_Task instructions_
1/ Summarize the Falcon Perception article in two sentences.
2/ Please copy the Falcon Perception article from "In the PBench" to "text extraction layer.".

_Page extract_
══════════
Falcon Perception: TII's Open-Source Model for Dense Segmentation and OCR

The Technology Innovation Institute (TII) has released Falcon Perception and Falcon OCR, two open-source vision models built on an early-fusion Transformer architecture. For developers integrating vision into applications, these models eliminate the standard pipeline of routing image data through a frozen backbone before hitting a language decoder. Both models are available on Hugging Face under the permissive TII Falcon License 2.0.

Early-Fusion Architecture

Falcon Perception replaces the traditional modular vision pipeline with an early-fusion Transformer architecture. It processes image patches and text tokens in a shared parameter space from the first layer using a single 0.6-billion parameter unified backbone.

The model applies a hybrid attention mask to manage context. This configuration uses bidirectional attention for image tokens to establish global visual context alongside causal attention for prediction tokens during autoregressive generation. A lightweight token interface handles continuous spatial outputs, allowing the model to generate parallel high-resolution mask predictions.

Benchmark Performance

Falcon Perception targets dense image segmentation and open-vocabulary grounding driven by natural language instructions. On the SA-Co benchmark, the 0.6B parameter model scored a 68.0 Macro-F1, outperforming Meta’s SAM 3 at 62.3. TII introduced PBench as a diagnostic benchmark for compositional prompts testing spatial constraints, object relations, and text-reading capabilities. Falcon Perception scored a 57.0 average Macro-F1 on PBench. SAM 3 scored 44.4, and the larger Qwen3-VL-30B scored 52.7.

In the PBench Dense split for crowded scenes, Falcon Perception scored 72.6, well ahead of Qwen3-VL-30B’s 8.9. The architecture excels at OCR-guided grounding tasks. It can disambiguate specific objects by reading text directly off them, a task where traditional segmentation models struggle.

Document Intelligence

TII released Falcon OCR alongside the perception model. This 300-million parameter model focuses entirely on document text recognition and multi-column layouts. It achieved 80.3% on olmOCR and 88.64 on OmniDocBench. TII reports it has the highest throughput among open-source OCR models currently available. If you build a RAG application dealing with complex PDF layouts, this model provides a highly efficient text extraction layer.
══════════
_Entries shown_

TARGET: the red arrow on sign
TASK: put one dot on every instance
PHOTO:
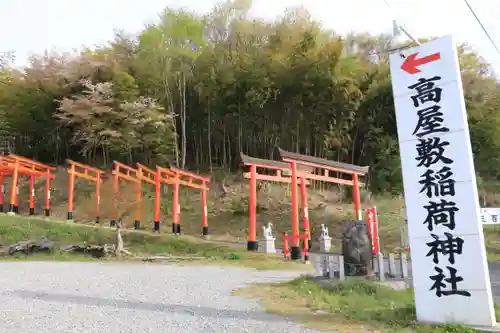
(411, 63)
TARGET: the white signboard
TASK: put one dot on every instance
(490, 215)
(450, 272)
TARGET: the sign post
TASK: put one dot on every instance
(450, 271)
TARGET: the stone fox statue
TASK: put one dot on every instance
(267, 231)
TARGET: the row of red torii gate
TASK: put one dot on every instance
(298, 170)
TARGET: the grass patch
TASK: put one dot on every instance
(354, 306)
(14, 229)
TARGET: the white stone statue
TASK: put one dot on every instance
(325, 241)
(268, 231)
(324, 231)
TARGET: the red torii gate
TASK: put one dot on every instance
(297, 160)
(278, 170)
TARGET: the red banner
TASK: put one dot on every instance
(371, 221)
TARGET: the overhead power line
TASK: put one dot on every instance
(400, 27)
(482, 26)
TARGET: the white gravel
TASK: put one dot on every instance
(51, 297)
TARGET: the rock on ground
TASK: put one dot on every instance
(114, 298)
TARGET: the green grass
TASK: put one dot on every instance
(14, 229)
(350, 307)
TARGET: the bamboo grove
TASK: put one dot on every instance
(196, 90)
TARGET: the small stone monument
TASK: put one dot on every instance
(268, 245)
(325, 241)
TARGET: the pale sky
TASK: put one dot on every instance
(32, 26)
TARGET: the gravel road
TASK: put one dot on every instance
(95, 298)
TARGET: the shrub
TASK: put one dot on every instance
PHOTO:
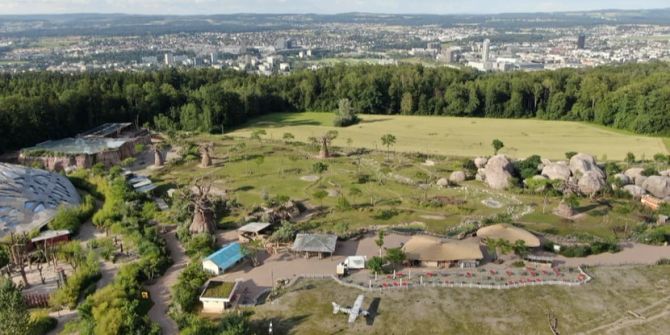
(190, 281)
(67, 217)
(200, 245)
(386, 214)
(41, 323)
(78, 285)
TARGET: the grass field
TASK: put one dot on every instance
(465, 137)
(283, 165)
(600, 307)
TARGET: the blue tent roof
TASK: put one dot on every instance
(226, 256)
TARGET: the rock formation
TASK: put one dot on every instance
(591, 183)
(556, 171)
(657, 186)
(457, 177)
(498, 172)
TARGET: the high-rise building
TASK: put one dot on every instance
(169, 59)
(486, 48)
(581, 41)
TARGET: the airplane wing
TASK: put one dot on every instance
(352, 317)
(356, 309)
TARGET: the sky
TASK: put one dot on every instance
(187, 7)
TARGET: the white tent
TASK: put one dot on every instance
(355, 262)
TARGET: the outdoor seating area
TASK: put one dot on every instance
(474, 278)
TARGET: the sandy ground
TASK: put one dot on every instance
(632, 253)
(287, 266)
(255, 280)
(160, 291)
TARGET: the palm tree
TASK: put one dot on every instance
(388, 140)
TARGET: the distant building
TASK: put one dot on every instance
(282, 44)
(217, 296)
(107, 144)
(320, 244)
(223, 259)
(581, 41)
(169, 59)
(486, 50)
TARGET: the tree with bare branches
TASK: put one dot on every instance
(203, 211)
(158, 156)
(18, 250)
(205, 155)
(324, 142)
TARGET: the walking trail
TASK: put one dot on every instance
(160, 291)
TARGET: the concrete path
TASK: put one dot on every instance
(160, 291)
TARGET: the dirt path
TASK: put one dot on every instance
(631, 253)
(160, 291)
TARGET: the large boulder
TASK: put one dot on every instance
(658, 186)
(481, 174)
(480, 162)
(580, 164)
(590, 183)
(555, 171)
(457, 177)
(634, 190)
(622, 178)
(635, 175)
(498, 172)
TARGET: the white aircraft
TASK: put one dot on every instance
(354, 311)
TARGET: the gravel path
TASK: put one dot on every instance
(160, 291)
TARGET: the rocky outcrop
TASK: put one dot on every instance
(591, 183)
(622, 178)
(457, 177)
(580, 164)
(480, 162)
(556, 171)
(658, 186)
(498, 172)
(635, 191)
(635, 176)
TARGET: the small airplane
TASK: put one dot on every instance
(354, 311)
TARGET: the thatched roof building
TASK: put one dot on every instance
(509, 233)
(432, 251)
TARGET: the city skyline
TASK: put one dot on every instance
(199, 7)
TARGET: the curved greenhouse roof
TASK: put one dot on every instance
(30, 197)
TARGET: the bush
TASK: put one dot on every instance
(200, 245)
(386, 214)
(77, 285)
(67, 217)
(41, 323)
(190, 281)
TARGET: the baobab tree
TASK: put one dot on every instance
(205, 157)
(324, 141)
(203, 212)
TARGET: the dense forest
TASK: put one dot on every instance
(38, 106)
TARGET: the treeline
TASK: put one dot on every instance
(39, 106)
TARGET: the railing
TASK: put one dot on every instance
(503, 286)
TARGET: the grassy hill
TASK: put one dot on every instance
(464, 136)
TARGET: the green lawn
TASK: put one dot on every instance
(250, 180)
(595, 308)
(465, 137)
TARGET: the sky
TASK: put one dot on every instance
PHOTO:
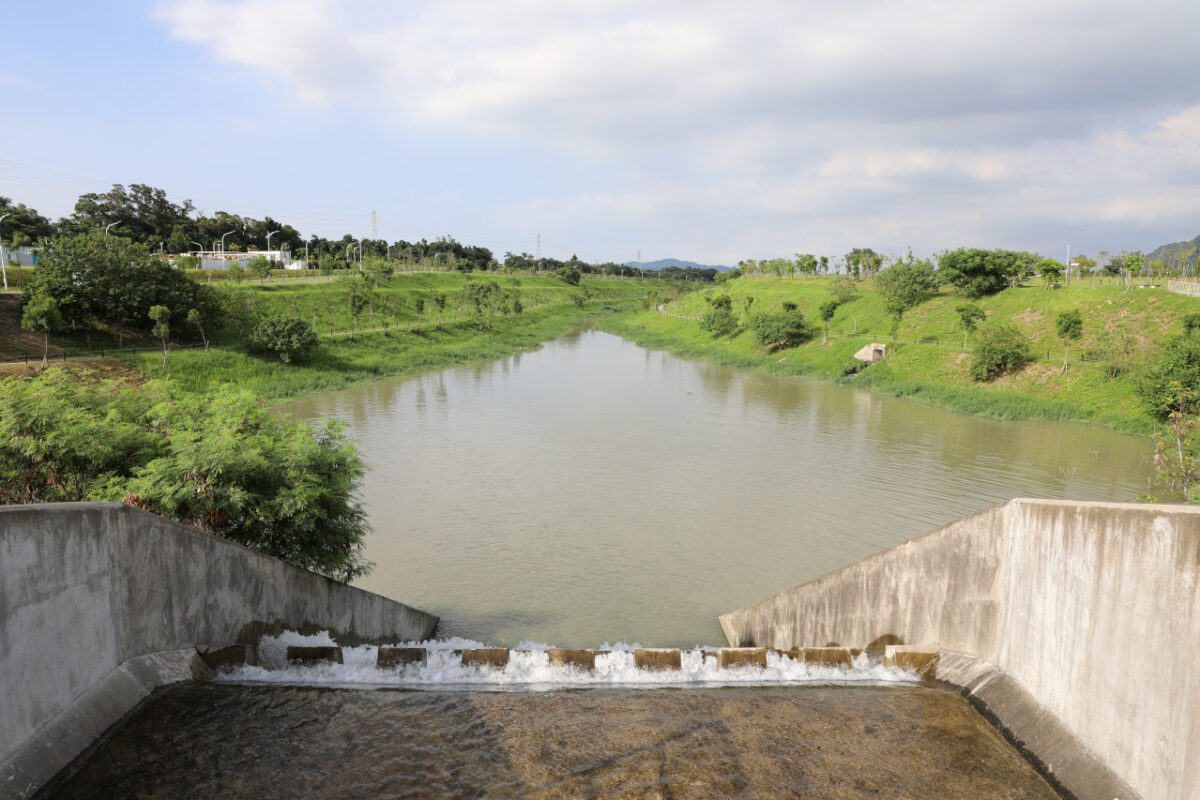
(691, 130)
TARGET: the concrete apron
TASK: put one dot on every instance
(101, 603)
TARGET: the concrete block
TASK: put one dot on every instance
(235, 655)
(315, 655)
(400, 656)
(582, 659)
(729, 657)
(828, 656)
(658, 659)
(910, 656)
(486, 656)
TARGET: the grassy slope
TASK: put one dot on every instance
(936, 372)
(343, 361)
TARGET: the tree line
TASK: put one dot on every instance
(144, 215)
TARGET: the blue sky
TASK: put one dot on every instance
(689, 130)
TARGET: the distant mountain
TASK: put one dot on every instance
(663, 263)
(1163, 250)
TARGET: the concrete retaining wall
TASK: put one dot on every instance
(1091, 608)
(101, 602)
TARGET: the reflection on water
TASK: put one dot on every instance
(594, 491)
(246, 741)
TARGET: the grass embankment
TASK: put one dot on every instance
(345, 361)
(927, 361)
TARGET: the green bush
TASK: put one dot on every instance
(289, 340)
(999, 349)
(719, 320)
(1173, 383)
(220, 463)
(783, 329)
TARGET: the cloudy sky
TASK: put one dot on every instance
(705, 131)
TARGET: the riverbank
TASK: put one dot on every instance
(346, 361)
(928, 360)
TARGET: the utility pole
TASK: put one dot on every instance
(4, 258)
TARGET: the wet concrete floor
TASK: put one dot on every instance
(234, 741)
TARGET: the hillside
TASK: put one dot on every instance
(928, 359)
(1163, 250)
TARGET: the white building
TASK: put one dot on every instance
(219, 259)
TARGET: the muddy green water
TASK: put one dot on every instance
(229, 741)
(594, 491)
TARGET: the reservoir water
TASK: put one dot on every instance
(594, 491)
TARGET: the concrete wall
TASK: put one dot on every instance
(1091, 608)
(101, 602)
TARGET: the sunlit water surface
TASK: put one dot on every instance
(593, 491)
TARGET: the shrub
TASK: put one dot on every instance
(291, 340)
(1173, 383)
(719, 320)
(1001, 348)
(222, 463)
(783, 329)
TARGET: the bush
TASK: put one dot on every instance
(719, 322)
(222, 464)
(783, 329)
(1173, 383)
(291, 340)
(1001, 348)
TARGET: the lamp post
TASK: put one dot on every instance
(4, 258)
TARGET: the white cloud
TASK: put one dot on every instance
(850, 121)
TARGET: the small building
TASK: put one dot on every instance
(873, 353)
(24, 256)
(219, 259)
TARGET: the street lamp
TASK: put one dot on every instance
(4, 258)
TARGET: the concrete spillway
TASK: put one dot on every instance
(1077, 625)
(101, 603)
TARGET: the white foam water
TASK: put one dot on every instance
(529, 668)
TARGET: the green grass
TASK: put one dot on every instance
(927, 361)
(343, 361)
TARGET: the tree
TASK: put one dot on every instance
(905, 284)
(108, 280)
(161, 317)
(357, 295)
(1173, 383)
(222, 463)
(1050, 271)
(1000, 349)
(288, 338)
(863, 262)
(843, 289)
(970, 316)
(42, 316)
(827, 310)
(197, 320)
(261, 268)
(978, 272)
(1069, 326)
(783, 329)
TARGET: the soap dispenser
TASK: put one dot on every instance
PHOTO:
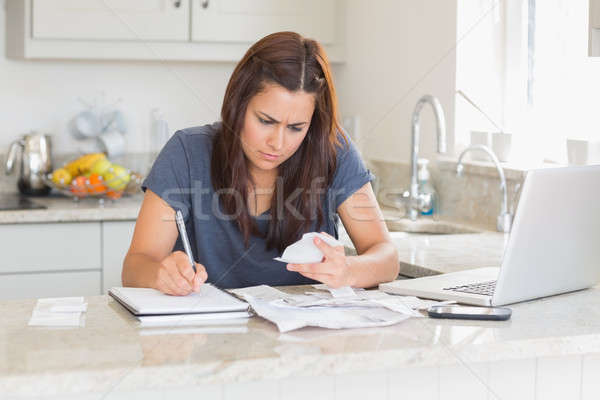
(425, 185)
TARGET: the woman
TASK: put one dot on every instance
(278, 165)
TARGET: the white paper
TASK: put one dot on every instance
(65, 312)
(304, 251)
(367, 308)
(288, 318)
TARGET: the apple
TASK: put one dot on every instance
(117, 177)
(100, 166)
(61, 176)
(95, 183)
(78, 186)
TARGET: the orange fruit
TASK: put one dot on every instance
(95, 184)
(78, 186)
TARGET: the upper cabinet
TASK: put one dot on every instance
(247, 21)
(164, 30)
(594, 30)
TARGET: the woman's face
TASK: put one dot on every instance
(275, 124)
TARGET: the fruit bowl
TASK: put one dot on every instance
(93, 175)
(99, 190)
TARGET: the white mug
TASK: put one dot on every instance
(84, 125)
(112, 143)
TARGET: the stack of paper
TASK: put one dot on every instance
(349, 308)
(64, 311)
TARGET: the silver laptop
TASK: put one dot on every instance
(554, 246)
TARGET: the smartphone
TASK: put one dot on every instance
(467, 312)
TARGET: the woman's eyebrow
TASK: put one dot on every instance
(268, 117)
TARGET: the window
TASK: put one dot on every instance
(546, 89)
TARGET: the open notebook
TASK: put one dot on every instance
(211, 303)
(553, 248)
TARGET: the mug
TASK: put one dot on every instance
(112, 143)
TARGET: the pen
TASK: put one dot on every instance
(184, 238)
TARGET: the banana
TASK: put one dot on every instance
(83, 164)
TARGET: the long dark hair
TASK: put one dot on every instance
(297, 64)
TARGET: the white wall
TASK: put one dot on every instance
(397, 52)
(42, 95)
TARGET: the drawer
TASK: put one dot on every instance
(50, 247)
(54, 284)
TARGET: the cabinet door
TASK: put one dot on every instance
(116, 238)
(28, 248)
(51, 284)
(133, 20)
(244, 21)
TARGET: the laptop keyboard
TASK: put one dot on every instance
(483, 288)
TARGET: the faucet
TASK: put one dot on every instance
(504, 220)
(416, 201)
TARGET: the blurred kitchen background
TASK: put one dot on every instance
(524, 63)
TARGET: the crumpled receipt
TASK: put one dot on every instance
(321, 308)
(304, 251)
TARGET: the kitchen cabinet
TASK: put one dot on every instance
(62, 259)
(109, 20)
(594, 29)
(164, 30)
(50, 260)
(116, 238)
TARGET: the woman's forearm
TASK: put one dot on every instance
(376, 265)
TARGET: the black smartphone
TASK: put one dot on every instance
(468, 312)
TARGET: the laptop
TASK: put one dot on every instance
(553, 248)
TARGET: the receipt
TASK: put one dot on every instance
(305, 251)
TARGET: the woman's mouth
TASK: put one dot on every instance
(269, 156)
══════════
_Problem solutions_
1/ The Technology Innovation Institute (TII) has released Falcon Perception and Falcon OCR, two open-source vision models that are built on an early-fusion Transformer architecture and available on Hugging Face. Falcon Perception is a 0.6-billion parameter model for dense segmentation and language-driven grounding that outscored SAM 3 on SA-Co and both SAM 3 and Qwen3-VL-30B on PBench, while the 300-million parameter Falcon OCR focuses on document text recognition and, TII reports, has the highest throughput among open-source OCR models.

2/
In the PBench Dense split for crowded scenes, Falcon Perception scored 72.6, well ahead of Qwen3-VL-30B’s 8.9. The architecture excels at OCR-guided grounding tasks. It can disambiguate specific objects by reading text directly off them, a task where traditional segmentation models struggle.

Document Intelligence

TII released Falcon OCR alongside the perception model. This 300-million parameter model focuses entirely on document text recognition and multi-column layouts. It achieved 80.3% on olmOCR and 88.64 on OmniDocBench. TII reports it has the highest throughput among open-source OCR models currently available. If you build a RAG application dealing with complex PDF layouts, this model provides a highly efficient text extraction layer.